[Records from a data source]
..............................
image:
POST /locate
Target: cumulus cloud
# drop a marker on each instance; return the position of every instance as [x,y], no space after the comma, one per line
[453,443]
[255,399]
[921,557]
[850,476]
..............................
**AIM OF THE TASK:**
Lay out every line of the data above as a numbered list, leaving out any blank lines.

**WORKED ANSWER:**
1. image:
2. POST /locate
3. Target: cumulus cloud
4. # drop a marker on each instance; return the position of every instance as [x,y], no space after the comma, one per line
5. [453,443]
6. [255,399]
7. [921,557]
8. [850,476]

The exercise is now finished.